Input for this task

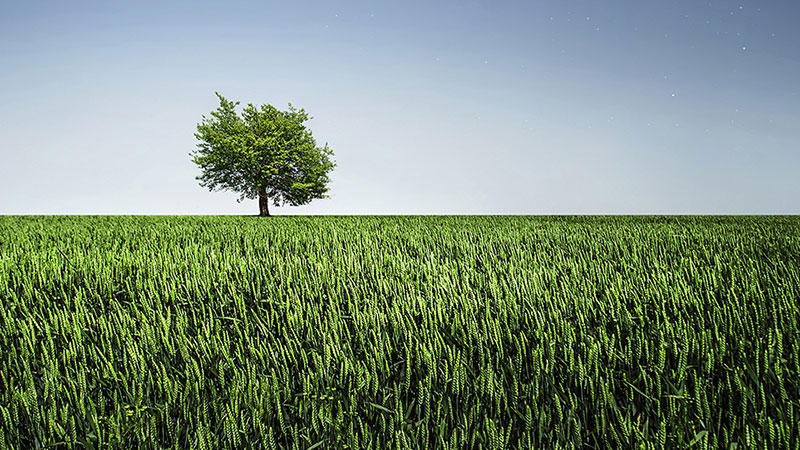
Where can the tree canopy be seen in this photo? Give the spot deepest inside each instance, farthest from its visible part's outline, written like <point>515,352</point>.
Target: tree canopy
<point>262,153</point>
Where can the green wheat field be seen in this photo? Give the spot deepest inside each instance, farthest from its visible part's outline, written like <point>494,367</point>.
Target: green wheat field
<point>399,332</point>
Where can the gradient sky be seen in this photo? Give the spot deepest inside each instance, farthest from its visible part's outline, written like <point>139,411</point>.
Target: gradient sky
<point>446,107</point>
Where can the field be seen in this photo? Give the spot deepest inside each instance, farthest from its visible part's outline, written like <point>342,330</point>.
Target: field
<point>400,332</point>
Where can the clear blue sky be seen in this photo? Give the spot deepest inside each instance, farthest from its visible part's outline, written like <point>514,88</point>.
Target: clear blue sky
<point>430,107</point>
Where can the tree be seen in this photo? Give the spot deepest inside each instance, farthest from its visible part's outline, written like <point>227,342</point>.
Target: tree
<point>263,153</point>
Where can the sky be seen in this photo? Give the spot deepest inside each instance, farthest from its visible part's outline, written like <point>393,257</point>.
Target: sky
<point>446,107</point>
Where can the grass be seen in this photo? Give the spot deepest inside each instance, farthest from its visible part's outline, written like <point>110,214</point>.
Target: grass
<point>399,332</point>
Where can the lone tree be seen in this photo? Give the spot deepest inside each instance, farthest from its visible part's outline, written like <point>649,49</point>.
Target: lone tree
<point>263,153</point>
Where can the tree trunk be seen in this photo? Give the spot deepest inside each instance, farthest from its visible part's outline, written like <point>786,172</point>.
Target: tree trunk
<point>263,203</point>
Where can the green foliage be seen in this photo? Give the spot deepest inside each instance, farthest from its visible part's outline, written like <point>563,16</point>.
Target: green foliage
<point>263,151</point>
<point>399,332</point>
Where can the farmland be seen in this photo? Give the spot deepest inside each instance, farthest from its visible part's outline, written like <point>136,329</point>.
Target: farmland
<point>400,332</point>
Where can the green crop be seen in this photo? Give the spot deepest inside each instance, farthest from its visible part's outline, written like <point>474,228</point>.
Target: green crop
<point>400,332</point>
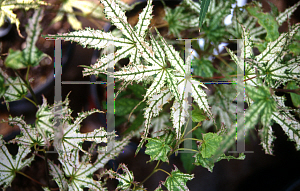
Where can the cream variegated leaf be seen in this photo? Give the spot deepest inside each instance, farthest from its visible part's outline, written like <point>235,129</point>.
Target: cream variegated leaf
<point>267,139</point>
<point>58,175</point>
<point>290,126</point>
<point>9,164</point>
<point>283,16</point>
<point>30,55</point>
<point>82,170</point>
<point>269,62</point>
<point>72,138</point>
<point>16,89</point>
<point>29,134</point>
<point>155,105</point>
<point>164,66</point>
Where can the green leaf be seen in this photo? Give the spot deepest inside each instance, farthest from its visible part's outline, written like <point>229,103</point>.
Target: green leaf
<point>198,114</point>
<point>9,164</point>
<point>266,20</point>
<point>177,180</point>
<point>7,7</point>
<point>29,133</point>
<point>125,180</point>
<point>2,85</point>
<point>204,7</point>
<point>136,124</point>
<point>158,149</point>
<point>295,97</point>
<point>262,95</point>
<point>211,143</point>
<point>15,59</point>
<point>188,160</point>
<point>87,8</point>
<point>138,90</point>
<point>209,163</point>
<point>179,19</point>
<point>16,89</point>
<point>80,171</point>
<point>274,9</point>
<point>125,105</point>
<point>203,67</point>
<point>295,47</point>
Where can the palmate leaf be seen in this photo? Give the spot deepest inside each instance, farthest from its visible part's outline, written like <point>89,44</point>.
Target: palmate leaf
<point>290,126</point>
<point>9,164</point>
<point>31,55</point>
<point>209,163</point>
<point>80,173</point>
<point>266,20</point>
<point>16,89</point>
<point>7,6</point>
<point>269,63</point>
<point>179,19</point>
<point>211,142</point>
<point>295,97</point>
<point>157,149</point>
<point>87,8</point>
<point>71,137</point>
<point>155,55</point>
<point>177,180</point>
<point>263,107</point>
<point>29,134</point>
<point>125,180</point>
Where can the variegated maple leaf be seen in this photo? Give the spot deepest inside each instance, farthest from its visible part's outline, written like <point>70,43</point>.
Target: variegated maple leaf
<point>154,61</point>
<point>80,171</point>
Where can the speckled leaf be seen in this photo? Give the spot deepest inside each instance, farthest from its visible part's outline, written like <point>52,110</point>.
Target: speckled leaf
<point>125,179</point>
<point>10,164</point>
<point>211,142</point>
<point>157,149</point>
<point>177,180</point>
<point>295,97</point>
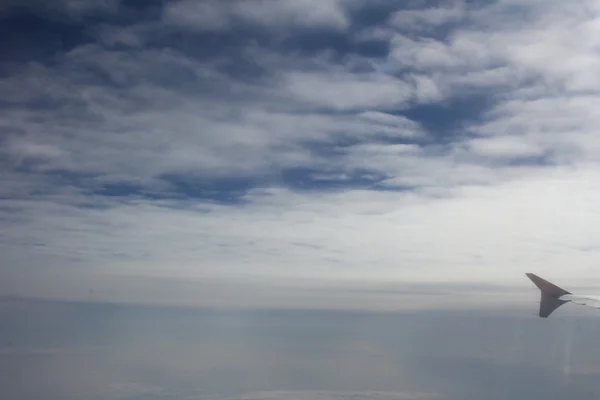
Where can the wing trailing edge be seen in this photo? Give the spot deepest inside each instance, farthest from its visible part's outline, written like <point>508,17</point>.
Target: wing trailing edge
<point>550,295</point>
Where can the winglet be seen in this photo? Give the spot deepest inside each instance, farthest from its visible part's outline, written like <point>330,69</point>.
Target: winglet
<point>546,287</point>
<point>550,295</point>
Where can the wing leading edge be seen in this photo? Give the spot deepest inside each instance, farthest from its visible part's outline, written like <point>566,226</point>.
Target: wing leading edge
<point>553,296</point>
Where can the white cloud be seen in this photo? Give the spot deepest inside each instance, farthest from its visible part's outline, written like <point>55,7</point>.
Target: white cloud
<point>278,14</point>
<point>505,146</point>
<point>466,217</point>
<point>348,91</point>
<point>426,19</point>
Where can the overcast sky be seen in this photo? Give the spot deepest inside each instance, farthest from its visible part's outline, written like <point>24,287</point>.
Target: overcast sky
<point>298,199</point>
<point>296,145</point>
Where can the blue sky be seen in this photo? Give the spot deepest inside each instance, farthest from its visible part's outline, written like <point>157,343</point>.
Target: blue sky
<point>296,145</point>
<point>297,199</point>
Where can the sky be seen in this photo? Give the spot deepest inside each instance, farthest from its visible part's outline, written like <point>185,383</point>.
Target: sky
<point>296,145</point>
<point>298,199</point>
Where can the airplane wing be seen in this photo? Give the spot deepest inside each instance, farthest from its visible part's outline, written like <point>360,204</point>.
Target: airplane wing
<point>589,301</point>
<point>553,297</point>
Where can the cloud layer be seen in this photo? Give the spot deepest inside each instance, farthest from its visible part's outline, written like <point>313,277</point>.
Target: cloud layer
<point>288,140</point>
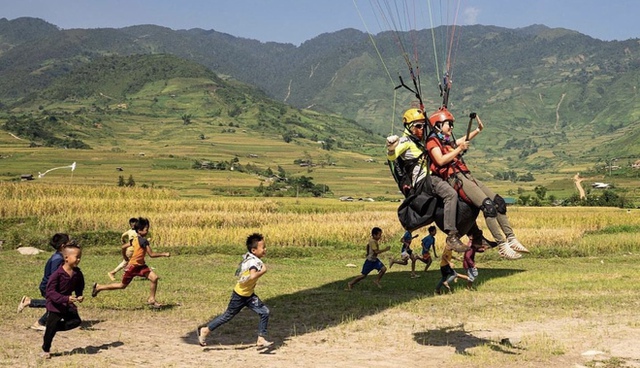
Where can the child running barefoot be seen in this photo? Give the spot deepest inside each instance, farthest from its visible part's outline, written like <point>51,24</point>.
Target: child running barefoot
<point>406,254</point>
<point>249,271</point>
<point>137,265</point>
<point>449,275</point>
<point>126,239</point>
<point>372,262</point>
<point>63,313</point>
<point>53,263</point>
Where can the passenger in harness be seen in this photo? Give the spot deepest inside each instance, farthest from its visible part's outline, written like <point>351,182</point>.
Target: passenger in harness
<point>409,153</point>
<point>445,153</point>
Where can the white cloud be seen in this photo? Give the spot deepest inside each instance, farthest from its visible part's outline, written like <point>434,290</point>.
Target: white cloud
<point>470,15</point>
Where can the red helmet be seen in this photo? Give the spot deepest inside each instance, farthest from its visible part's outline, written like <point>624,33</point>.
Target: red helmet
<point>437,118</point>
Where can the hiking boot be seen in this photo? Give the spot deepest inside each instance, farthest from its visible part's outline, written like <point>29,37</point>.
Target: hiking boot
<point>37,326</point>
<point>517,246</point>
<point>454,243</point>
<point>505,251</point>
<point>484,242</point>
<point>202,332</point>
<point>24,302</point>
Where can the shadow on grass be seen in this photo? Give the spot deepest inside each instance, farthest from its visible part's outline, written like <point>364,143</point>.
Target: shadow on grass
<point>330,305</point>
<point>462,340</point>
<point>87,325</point>
<point>90,350</point>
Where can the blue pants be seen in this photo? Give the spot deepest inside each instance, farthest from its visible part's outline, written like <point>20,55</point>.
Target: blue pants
<point>59,322</point>
<point>40,303</point>
<point>448,275</point>
<point>236,304</point>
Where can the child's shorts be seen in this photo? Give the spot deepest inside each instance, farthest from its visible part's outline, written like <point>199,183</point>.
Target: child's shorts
<point>406,254</point>
<point>132,271</point>
<point>472,273</point>
<point>369,266</point>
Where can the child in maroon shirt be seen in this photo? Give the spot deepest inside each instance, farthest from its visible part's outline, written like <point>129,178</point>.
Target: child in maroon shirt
<point>63,313</point>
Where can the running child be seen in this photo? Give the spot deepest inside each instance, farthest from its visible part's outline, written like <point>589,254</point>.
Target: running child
<point>53,263</point>
<point>372,262</point>
<point>65,281</point>
<point>249,271</point>
<point>126,238</point>
<point>137,265</point>
<point>428,243</point>
<point>406,254</point>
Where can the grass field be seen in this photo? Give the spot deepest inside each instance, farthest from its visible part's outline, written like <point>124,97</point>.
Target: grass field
<point>574,294</point>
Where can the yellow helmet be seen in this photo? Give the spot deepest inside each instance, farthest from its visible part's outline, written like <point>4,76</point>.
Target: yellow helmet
<point>412,115</point>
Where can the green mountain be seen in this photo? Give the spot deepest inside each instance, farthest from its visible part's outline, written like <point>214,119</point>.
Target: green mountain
<point>159,86</point>
<point>552,99</point>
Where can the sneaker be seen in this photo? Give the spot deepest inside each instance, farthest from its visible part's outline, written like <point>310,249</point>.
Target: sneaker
<point>37,326</point>
<point>506,252</point>
<point>263,343</point>
<point>517,246</point>
<point>454,243</point>
<point>24,302</point>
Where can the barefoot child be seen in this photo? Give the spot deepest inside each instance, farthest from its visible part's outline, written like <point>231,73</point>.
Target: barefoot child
<point>372,262</point>
<point>469,262</point>
<point>126,239</point>
<point>66,280</point>
<point>137,265</point>
<point>55,261</point>
<point>249,271</point>
<point>406,254</point>
<point>449,275</point>
<point>428,243</point>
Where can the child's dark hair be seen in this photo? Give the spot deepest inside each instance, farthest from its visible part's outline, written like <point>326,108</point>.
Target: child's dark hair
<point>58,240</point>
<point>253,240</point>
<point>71,244</point>
<point>141,224</point>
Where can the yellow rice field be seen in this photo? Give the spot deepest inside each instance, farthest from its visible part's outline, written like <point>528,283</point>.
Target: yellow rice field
<point>288,222</point>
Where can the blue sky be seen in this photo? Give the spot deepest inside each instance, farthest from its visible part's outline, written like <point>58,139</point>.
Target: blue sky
<point>295,21</point>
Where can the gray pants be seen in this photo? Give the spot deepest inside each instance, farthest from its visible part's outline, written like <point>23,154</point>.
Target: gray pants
<point>477,193</point>
<point>443,190</point>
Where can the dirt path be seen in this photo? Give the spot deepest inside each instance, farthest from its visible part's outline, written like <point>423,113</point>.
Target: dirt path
<point>388,339</point>
<point>578,180</point>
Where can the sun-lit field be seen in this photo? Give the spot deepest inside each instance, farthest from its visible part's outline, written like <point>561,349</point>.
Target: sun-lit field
<point>550,306</point>
<point>219,223</point>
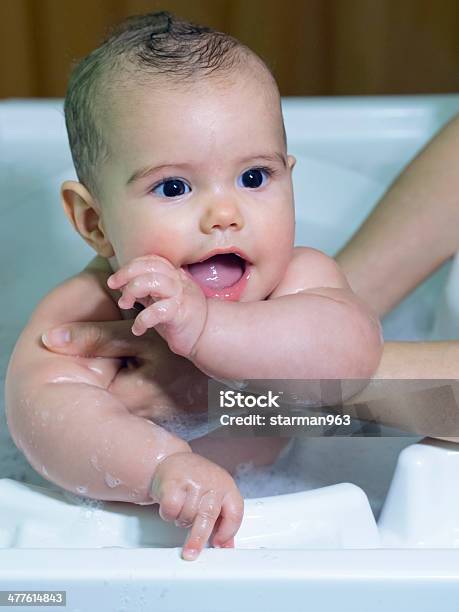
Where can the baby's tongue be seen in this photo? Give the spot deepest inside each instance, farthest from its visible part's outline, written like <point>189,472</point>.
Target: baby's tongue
<point>218,272</point>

Short problem
Write out, unchanged, the stretch of the listing from the line containing "Where can the running" through the line containing "<point>65,281</point>".

Written reply
Where can the running child be seen in this photo? Give the spot deepest inside each instance, farthest from its visible part's outline, written like <point>589,254</point>.
Target: running child
<point>53,263</point>
<point>372,262</point>
<point>65,281</point>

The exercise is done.